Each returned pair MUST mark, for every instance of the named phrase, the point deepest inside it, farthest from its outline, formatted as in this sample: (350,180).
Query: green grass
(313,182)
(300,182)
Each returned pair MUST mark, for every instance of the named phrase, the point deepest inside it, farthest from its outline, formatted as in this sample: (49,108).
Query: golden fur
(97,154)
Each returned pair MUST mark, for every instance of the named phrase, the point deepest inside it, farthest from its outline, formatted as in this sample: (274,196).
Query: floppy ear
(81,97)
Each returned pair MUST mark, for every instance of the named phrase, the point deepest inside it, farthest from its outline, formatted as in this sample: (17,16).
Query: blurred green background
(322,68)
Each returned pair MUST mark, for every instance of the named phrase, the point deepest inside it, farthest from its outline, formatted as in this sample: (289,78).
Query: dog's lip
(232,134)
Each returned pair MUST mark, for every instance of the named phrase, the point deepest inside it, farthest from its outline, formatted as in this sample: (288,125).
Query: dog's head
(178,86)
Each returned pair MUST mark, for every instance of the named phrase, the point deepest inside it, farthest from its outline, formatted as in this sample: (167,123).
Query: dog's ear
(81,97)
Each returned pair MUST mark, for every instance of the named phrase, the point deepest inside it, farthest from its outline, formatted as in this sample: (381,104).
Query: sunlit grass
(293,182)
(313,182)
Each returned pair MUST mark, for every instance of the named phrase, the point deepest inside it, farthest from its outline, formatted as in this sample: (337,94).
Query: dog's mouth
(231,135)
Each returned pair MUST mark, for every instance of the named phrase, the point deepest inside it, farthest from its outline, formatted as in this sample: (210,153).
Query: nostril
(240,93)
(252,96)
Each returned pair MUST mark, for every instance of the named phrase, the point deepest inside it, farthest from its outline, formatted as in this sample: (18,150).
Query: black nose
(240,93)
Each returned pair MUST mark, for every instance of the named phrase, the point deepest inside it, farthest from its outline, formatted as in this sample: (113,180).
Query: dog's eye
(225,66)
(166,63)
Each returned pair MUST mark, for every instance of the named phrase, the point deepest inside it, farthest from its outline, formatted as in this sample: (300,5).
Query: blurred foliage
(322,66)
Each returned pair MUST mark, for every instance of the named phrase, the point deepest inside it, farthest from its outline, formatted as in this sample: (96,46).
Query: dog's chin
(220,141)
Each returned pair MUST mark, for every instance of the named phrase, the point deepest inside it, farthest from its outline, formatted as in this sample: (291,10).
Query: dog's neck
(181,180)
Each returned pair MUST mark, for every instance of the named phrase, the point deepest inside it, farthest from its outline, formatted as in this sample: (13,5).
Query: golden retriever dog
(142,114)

What is expected: Take the entries above and transcribe them in full.

Final answer:
Each returned pair MUST mark, for every instance of the named phrase, the point deepest inside it, farthest from its outline, formatted as in this sample: (350,180).
Query: green grass
(313,182)
(300,182)
Each returned pair MUST mark, for every instance of the named phrase, the point deepest inside it, farthest from its outline, formatted as in this sample: (49,108).
Query: golden fur
(97,154)
Each returned pair MUST mark, for every instance of the named phrase, the point deepest inside it, farthest from its outline, formatted as in this sample: (274,196).
Query: floppy ear
(81,97)
Each returned pair MUST mark, for every instance of the named phrase, the point deepest inside it, farthest from its outline, formatted as in this sample: (17,16).
Query: blurred green background
(322,68)
Each returned pair MUST mark, for every instance of the named phrase, the point deepest inside it, farthest from its outline, formatted as in this sample: (289,78).
Query: dog's lip
(232,134)
Each returned pair MUST mark, for every instance of the named phrase, the point deepest inside it, farthest from its outline, formatted as in this sample: (288,125).
Query: dog's head
(178,86)
Each returned pair MUST mark, for every instance of the named phrase, the point deepest inside it, farthest from its outline, formatted as in this sample: (167,123).
Query: dog's ear
(81,97)
Each returned pair MUST mark, for every instance of the named phrase, the point deepest inside it, farthest from its outline, formatted as in this sample: (381,104).
Query: sunlit grass
(293,182)
(313,182)
Each returned pair MUST mark, for every instance of the named phrase, the point deepest inside it, farthest from its outline, formatted as in this sample: (337,94).
Query: dog's mouth
(231,135)
Each returned pair MUST mark, for every instance of the named phrase, the point deepest inside it, farthest from its outline, formatted as in this sample: (210,153).
Query: nostril
(240,93)
(252,96)
Each returned pair MUST mark, for every instance of the named phrase, the point deepest inside it, farthest from its outline, formatted as in this sample: (18,150).
Query: black nose
(240,93)
Each returned pair MUST mark, for every instance of the named phrase, the point deepest inside it, farthest from its outline, formatted as in this sample: (113,180).
Query: dog's eye
(225,66)
(166,63)
Each returned pair MUST mark, for every instance of the named phrase, the point deepest inside it, farthest from its outline, formatted as in this sample: (300,5).
Query: blurred foliage
(322,66)
Each returned pair MUST mark, for every instance of the named phrase, the point deepest inside it, farthest from its outline, formatted as in this sample: (96,46).
Query: dog's chin
(220,141)
Each returned pair MUST mark, for every instance of the named phrase, the point deepest inside it, farthest from its outline, formatted as in this sample: (291,10).
Query: dog's neck
(181,180)
Each returned pair MUST mark, for every instance of the named phrase, the point deepest inside it, farthest from its outline, formatted as in this sample: (13,5).
Query: golden retriever dog
(142,114)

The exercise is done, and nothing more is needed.